> Document extract
☆ ☆ ☆

Lesson 2 of 6·11 min read

Chains & Retrieval

Chains are the heart of LangChain. They connect multiple processing steps into a pipeline — from input through retrieval and prompt preparation to the LLM response. Combined with retrieval, they create powerful RAG systems.

Sequential Chains

A sequential chain executes steps one after another. One step's output becomes the next step's input:

from langchain_core.runnables import RunnablePassthrough

chain = (
    {"context": retriever, "question": RunnablePassthrough()}
    | prompt
    | model
    | parser
)

Parallel Chains

With LCEL you can run chains in parallel and merge the results:

from langchain_core.runnables import RunnableParallel

parallel = RunnableParallel(
    summary=summary_chain,
    keywords=keyword_chain,
    sentiment=sentiment_chain
)
result = parallel.invoke({"text": document})

Document Loaders

LangChain provides loaders for various data sources:

LoaderData Source
PyPDFLoaderPDF files
CSVLoaderCSV files
WebBaseLoaderWeb pages
NotionDBLoaderNotion databases
S3FileLoaderAWS S3 buckets
GitLoaderGit repositories

Text Splitters

Documents must be split into chunks before loading into a vector database:

RecursiveCharacterTextSplitter

The default splitter — tries to split at natural boundaries (paragraphs, sentences, words):

from langchain_text_splitters import RecursiveCharacterTextSplitter

splitter = RecursiveCharacterTextSplitter(
    chunk_size=1000,
    chunk_overlap=200,
    separators=["\n\n", "\n", " ", ""]
)

☆ ☆ ☆

> Data for analysis
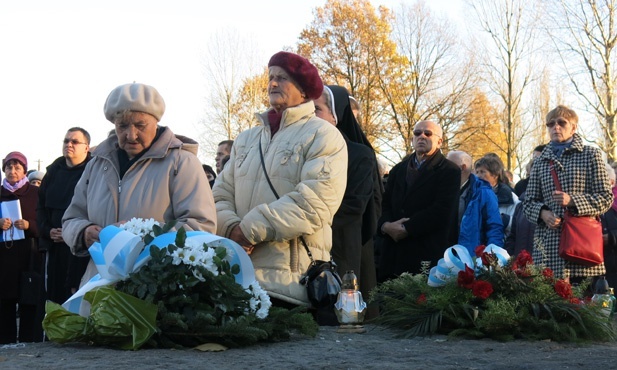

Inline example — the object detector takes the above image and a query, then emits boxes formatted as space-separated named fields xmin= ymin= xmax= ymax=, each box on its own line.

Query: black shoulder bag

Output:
xmin=259 ymin=140 xmax=342 ymax=308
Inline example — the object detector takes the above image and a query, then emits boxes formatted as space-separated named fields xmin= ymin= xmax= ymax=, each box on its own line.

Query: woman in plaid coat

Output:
xmin=523 ymin=105 xmax=613 ymax=283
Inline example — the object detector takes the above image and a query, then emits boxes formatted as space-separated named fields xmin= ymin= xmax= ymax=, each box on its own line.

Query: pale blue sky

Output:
xmin=0 ymin=0 xmax=460 ymax=170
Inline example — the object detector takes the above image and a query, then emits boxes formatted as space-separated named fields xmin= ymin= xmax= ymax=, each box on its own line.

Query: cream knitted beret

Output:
xmin=103 ymin=83 xmax=165 ymax=122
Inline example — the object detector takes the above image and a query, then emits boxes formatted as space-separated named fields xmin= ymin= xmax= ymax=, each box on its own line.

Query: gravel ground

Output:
xmin=0 ymin=325 xmax=617 ymax=370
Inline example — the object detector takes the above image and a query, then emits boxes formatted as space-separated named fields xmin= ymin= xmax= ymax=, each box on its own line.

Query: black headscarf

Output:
xmin=328 ymin=85 xmax=373 ymax=149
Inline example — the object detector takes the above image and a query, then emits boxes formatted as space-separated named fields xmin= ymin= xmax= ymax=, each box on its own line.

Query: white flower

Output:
xmin=182 ymin=249 xmax=201 ymax=266
xmin=246 ymin=281 xmax=272 ymax=319
xmin=171 ymin=248 xmax=184 ymax=265
xmin=201 ymin=248 xmax=219 ymax=276
xmin=192 ymin=269 xmax=206 ymax=282
xmin=120 ymin=217 xmax=161 ymax=239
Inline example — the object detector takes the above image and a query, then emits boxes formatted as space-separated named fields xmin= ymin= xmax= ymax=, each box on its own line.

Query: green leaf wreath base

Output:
xmin=371 ymin=266 xmax=617 ymax=342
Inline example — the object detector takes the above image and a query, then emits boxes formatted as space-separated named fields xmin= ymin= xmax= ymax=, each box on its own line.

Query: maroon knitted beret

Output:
xmin=268 ymin=51 xmax=323 ymax=99
xmin=2 ymin=152 xmax=28 ymax=171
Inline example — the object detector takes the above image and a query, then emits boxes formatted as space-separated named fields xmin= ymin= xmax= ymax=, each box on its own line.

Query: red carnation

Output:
xmin=480 ymin=252 xmax=497 ymax=267
xmin=457 ymin=265 xmax=476 ymax=289
xmin=471 ymin=280 xmax=493 ymax=299
xmin=475 ymin=245 xmax=486 ymax=257
xmin=555 ymin=280 xmax=572 ymax=299
xmin=516 ymin=249 xmax=533 ymax=269
xmin=542 ymin=267 xmax=554 ymax=279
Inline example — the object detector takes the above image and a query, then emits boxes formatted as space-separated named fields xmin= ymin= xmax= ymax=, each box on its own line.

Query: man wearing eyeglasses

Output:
xmin=36 ymin=127 xmax=92 ymax=303
xmin=62 ymin=83 xmax=216 ymax=284
xmin=378 ymin=121 xmax=461 ymax=281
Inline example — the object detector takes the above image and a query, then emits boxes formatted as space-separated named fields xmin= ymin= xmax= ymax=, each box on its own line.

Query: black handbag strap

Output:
xmin=550 ymin=159 xmax=563 ymax=191
xmin=259 ymin=139 xmax=315 ymax=264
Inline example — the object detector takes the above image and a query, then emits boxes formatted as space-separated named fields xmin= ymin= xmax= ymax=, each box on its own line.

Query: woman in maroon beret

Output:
xmin=0 ymin=152 xmax=43 ymax=344
xmin=213 ymin=51 xmax=347 ymax=320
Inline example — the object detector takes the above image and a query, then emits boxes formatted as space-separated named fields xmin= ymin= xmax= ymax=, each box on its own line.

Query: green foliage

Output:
xmin=116 ymin=227 xmax=318 ymax=347
xmin=371 ymin=253 xmax=617 ymax=341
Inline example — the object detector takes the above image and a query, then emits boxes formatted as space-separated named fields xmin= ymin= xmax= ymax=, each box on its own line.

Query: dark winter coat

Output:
xmin=600 ymin=208 xmax=617 ymax=288
xmin=36 ymin=153 xmax=91 ymax=303
xmin=331 ymin=141 xmax=376 ymax=276
xmin=505 ymin=192 xmax=536 ymax=256
xmin=378 ymin=152 xmax=461 ymax=280
xmin=0 ymin=184 xmax=40 ymax=299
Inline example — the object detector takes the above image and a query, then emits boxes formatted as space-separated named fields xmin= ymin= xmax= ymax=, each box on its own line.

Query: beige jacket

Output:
xmin=213 ymin=101 xmax=347 ymax=305
xmin=62 ymin=127 xmax=216 ymax=256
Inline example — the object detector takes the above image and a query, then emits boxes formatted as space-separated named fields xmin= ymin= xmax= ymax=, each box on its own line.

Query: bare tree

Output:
xmin=469 ymin=0 xmax=538 ymax=169
xmin=551 ymin=0 xmax=617 ymax=161
xmin=200 ymin=29 xmax=263 ymax=161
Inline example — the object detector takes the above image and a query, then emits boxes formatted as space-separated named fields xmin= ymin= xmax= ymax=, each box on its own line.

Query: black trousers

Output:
xmin=0 ymin=299 xmax=36 ymax=344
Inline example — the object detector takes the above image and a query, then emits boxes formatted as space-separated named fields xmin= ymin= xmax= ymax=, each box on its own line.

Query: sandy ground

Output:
xmin=0 ymin=325 xmax=617 ymax=370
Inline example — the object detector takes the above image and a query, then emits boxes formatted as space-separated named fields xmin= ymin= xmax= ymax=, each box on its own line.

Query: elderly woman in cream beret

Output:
xmin=62 ymin=83 xmax=216 ymax=284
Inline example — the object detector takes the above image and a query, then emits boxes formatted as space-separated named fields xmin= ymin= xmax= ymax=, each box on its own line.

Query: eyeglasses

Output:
xmin=546 ymin=119 xmax=569 ymax=128
xmin=413 ymin=130 xmax=439 ymax=137
xmin=116 ymin=122 xmax=150 ymax=132
xmin=62 ymin=139 xmax=87 ymax=145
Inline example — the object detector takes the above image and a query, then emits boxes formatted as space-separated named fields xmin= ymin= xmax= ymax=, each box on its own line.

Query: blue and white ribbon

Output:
xmin=62 ymin=225 xmax=255 ymax=317
xmin=428 ymin=244 xmax=474 ymax=287
xmin=428 ymin=244 xmax=510 ymax=287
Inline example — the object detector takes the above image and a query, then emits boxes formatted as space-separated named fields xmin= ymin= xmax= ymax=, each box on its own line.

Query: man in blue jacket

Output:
xmin=447 ymin=150 xmax=504 ymax=256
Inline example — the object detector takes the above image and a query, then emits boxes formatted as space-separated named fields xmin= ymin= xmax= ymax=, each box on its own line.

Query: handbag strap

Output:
xmin=550 ymin=159 xmax=563 ymax=191
xmin=259 ymin=139 xmax=315 ymax=264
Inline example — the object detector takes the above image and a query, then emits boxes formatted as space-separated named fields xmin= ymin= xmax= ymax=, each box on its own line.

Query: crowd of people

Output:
xmin=0 ymin=52 xmax=617 ymax=343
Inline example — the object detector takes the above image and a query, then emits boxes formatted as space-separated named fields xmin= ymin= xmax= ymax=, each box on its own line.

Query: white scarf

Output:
xmin=2 ymin=177 xmax=28 ymax=193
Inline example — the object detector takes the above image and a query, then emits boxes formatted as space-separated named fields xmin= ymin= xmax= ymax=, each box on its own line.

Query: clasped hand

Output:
xmin=229 ymin=224 xmax=255 ymax=254
xmin=381 ymin=218 xmax=409 ymax=242
xmin=0 ymin=217 xmax=30 ymax=230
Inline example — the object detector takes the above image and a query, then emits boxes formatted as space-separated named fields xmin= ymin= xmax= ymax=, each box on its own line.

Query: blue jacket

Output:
xmin=458 ymin=174 xmax=504 ymax=256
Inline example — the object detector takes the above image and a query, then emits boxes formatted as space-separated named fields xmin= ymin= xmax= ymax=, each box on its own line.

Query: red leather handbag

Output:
xmin=551 ymin=161 xmax=604 ymax=267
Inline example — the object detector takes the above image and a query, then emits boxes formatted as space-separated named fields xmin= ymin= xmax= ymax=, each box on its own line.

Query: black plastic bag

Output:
xmin=300 ymin=261 xmax=342 ymax=308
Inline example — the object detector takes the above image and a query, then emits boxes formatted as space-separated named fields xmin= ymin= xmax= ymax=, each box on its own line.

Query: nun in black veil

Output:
xmin=315 ymin=85 xmax=383 ymax=319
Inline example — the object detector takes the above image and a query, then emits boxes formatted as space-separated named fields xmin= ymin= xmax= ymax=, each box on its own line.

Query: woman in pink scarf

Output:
xmin=0 ymin=152 xmax=43 ymax=344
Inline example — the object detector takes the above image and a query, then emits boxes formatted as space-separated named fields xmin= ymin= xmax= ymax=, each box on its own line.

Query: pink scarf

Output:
xmin=2 ymin=177 xmax=28 ymax=193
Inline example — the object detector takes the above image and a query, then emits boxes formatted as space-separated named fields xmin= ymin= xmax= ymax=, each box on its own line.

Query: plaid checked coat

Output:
xmin=523 ymin=134 xmax=613 ymax=278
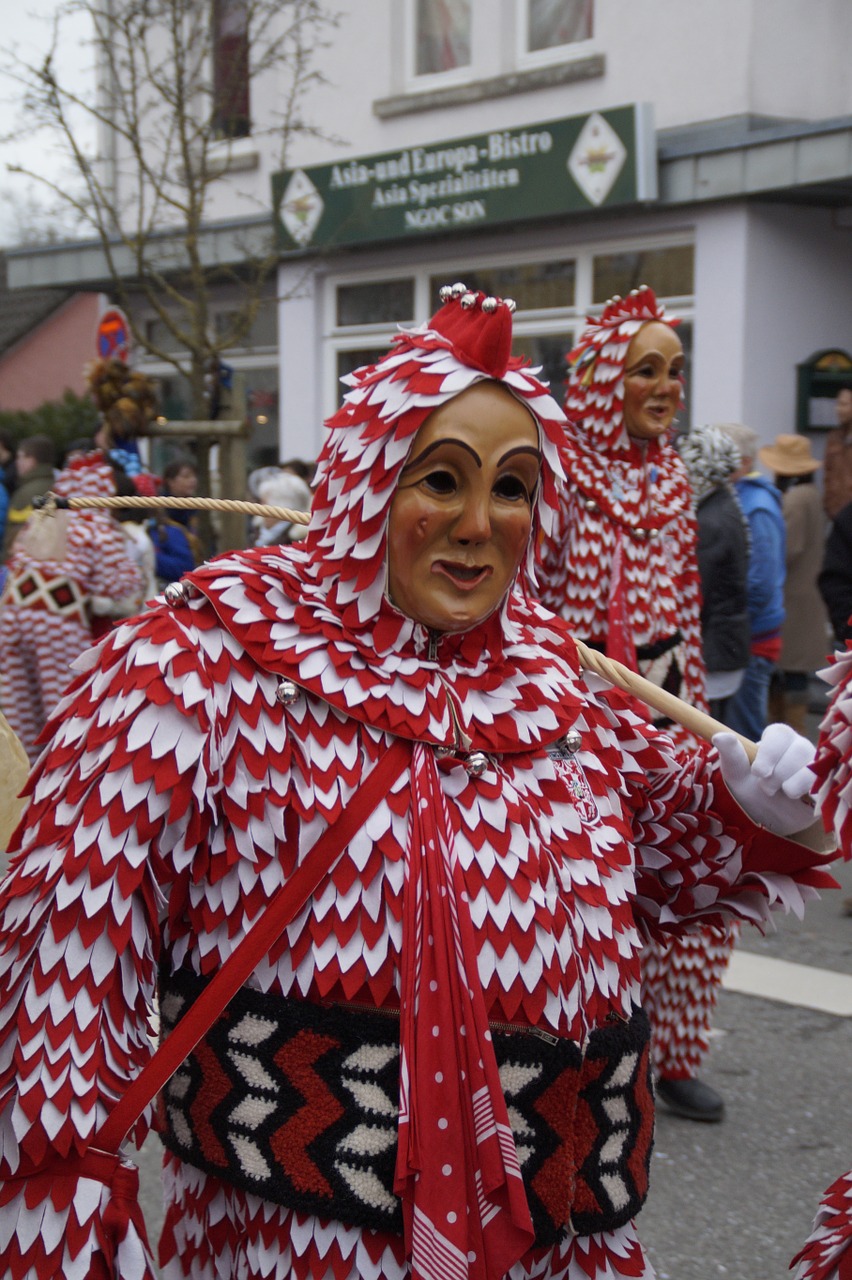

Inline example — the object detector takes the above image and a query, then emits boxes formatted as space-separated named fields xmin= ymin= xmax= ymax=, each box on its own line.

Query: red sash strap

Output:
xmin=92 ymin=739 xmax=411 ymax=1152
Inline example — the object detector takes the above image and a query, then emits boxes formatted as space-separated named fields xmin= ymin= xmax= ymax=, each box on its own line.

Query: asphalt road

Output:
xmin=131 ymin=844 xmax=852 ymax=1280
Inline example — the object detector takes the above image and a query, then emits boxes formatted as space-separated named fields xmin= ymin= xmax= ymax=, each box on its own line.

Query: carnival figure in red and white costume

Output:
xmin=0 ymin=285 xmax=830 ymax=1280
xmin=793 ymin=646 xmax=852 ymax=1280
xmin=0 ymin=449 xmax=145 ymax=763
xmin=540 ymin=287 xmax=733 ymax=1120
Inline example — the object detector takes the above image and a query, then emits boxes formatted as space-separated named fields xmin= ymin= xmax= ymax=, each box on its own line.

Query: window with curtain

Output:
xmin=212 ymin=0 xmax=251 ymax=138
xmin=414 ymin=0 xmax=471 ymax=76
xmin=527 ymin=0 xmax=594 ymax=54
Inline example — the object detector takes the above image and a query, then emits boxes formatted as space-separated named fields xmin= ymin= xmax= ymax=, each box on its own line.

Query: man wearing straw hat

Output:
xmin=0 ymin=283 xmax=832 ymax=1280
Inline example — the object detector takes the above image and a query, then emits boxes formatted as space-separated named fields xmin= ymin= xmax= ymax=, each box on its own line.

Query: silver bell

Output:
xmin=464 ymin=751 xmax=489 ymax=778
xmin=162 ymin=582 xmax=189 ymax=609
xmin=275 ymin=677 xmax=299 ymax=707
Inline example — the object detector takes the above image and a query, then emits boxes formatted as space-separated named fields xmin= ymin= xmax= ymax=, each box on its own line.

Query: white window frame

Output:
xmin=321 ymin=230 xmax=696 ymax=419
xmin=514 ymin=0 xmax=603 ymax=70
xmin=404 ymin=0 xmax=480 ymax=93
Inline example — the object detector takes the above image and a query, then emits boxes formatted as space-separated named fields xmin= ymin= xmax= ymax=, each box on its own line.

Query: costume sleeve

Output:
xmin=791 ymin=1170 xmax=852 ymax=1280
xmin=665 ymin=504 xmax=709 ymax=712
xmin=817 ymin=506 xmax=852 ymax=644
xmin=0 ymin=609 xmax=216 ymax=1280
xmin=151 ymin=525 xmax=196 ymax=582
xmin=603 ymin=701 xmax=835 ymax=938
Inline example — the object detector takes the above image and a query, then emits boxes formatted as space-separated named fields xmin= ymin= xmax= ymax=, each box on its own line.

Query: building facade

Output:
xmin=10 ymin=0 xmax=852 ymax=473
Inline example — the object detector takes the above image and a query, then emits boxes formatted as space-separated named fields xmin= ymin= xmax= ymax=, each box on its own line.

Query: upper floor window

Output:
xmin=414 ymin=0 xmax=471 ymax=76
xmin=523 ymin=0 xmax=594 ymax=54
xmin=212 ymin=0 xmax=251 ymax=138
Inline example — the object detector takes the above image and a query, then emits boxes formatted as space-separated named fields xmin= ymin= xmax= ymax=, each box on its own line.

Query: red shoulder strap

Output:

☆ ☆ ☆

> To do
A. Reproduce the passage of the LangChain lesson on chains and retrieval, starting with "Chains are the" and going on through "powerful RAG systems.".
B. Pick up the LangChain lesson on chains and retrieval after its final line of code and continue it.

> Your written answers
A.
Chains are the heart of LangChain. They connect multiple processing steps into a pipeline — from input through retrieval and prompt preparation to the LLM response. Combined with retrieval, they create powerful RAG systems.

B.
chunks = splitter.split_documents(documents)

Specialized Splitters

  • MarkdownHeaderTextSplitter: Splits at Markdown headers, preserves hierarchy
  • TokenTextSplitter: Splits by token count (more precise for LLM limits)
  • SemanticChunker: Splits based on semantic similarity

Vector Store Integration

LangChain integrates with all major vector databases:

from langchain_community.vectorstores import Chroma
from langchain_openai import OpenAIEmbeddings

vectorstore = Chroma.from_documents(
    documents=chunks,
    embedding=OpenAIEmbeddings()
)
retriever = vectorstore.as_retriever(search_kwargs={"k": 5})

Assembling a RAG Chain

rag_chain = (
    {"context": retriever | format_docs, "question": RunnablePassthrough()}
    | rag_prompt
    | model
    | StrOutputParser()
)

Practical tip: Chunk size and overlap are the most important RAG parameters. Start with chunk_size=1000 and overlap=200. Test systematically — small changes can drastically improve retrieval quality.